Testo fornito
▶
Contro la Buona Scuola verso lo sciopero del 5 maggio

CONTRO LA BUONA SCUOLA VERSO LO SCIOPERO DEL 5 MAGGIO: PER CHI SARA’ FATALE?

di Francesco G. Nuzzaci

 

Com’è stato rimarcato da pregevoli giuristi e da studiosi delle organizzazioni pubbliche, che hanno ripreso, sviluppandole, le teorie del compianto Piero Romei, l’architettura del disegno di legge delega 2994 si propone di riallineare il sistema scolastico al modello autonomistico della risalente, e a tutt’oggi inattuata, legge Bassanini del secolo scorso.

E lo fa opportunamente caratterizzandosi per la consustanziale compresenza degli essenziali elementi portanti, quali: programmazione triennale dell’offerta formativa, organico funzionale alla predetta programmazione, responsabilità primaria del dirigente scolastico – se e in quanto dirigente pleno iure e non più dimidiato – rispetto agli obiettivi della programmazione; valutazione dei docenti e del personale preposto a funzioni di supporto.
◀
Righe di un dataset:
▶
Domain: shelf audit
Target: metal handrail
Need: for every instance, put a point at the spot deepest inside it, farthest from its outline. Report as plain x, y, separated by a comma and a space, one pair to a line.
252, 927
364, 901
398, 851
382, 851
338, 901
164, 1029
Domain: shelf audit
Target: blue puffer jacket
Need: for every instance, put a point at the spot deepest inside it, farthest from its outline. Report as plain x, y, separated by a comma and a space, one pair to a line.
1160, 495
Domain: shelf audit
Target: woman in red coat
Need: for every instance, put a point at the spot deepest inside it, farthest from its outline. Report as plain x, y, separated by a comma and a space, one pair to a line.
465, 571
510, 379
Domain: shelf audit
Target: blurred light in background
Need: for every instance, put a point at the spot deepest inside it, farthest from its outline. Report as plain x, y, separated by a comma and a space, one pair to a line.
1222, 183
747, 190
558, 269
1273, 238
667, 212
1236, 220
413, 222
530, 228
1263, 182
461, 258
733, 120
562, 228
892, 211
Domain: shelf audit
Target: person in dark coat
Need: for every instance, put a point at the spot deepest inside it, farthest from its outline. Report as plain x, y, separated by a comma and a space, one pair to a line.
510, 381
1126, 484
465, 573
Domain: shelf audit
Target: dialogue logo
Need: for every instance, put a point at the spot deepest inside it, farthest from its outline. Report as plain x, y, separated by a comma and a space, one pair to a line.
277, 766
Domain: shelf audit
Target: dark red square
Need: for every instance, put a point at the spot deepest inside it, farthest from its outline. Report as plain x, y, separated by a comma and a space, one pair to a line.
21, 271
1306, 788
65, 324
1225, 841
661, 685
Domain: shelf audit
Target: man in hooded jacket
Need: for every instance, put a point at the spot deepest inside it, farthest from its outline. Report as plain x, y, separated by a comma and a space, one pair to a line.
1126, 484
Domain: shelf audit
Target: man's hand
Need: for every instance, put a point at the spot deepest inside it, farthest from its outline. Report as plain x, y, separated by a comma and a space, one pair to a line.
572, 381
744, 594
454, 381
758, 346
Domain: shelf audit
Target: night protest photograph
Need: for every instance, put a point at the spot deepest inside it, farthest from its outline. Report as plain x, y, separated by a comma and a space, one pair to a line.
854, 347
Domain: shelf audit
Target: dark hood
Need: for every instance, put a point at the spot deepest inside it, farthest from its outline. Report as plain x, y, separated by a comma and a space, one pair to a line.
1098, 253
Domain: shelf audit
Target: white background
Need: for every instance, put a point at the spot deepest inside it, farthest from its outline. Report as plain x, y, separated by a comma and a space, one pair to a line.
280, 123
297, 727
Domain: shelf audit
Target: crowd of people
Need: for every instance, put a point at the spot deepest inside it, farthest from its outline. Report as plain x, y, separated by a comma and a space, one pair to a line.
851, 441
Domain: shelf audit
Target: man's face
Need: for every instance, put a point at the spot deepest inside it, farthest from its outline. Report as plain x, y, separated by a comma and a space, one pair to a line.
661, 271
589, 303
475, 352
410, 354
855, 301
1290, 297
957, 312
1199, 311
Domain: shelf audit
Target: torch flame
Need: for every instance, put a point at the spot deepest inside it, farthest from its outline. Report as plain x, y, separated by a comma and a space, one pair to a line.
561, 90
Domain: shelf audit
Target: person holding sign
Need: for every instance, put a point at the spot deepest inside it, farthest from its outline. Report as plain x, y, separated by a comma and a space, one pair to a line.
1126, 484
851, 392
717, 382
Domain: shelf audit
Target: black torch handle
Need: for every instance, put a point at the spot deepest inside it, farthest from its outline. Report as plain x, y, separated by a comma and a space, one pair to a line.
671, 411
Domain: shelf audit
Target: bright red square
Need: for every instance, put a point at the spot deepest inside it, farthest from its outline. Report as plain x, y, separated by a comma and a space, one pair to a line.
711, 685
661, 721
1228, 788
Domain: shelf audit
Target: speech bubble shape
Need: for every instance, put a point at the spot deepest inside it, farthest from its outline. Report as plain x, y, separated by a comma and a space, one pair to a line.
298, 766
◀
Istruzioni
A - Traduci in inglese questa frase del testo sulla Buona Scuola: «Com’è stato rimarcato da pregevoli giuristi e da studiosi delle organizzazioni pubbliche, che hanno ripreso, sviluppandole, le teorie del compianto Piero Romei, l’architettura del disegno di legge delega 2994 si propone di riallineare il sistema scolastico al modello autonomistico della risalente, e a tutt’oggi inattuata, legge Bassanini del secolo scorso.»
B - Indica quante righe dei record contengono la stringa "torch". Scrivi soltanto il numero.
I record non hanno alcun legame con il testo.

Risposte finali
A - As has been pointed out by distinguished jurists and by scholars of public organizations, who have taken up and developed the theories of the late Piero Romei, the architecture of delegating bill 2994 aims to realign the school system with the autonomy-based model of the long-standing, and still unimplemented, Bassanini law of the last century.

B - 2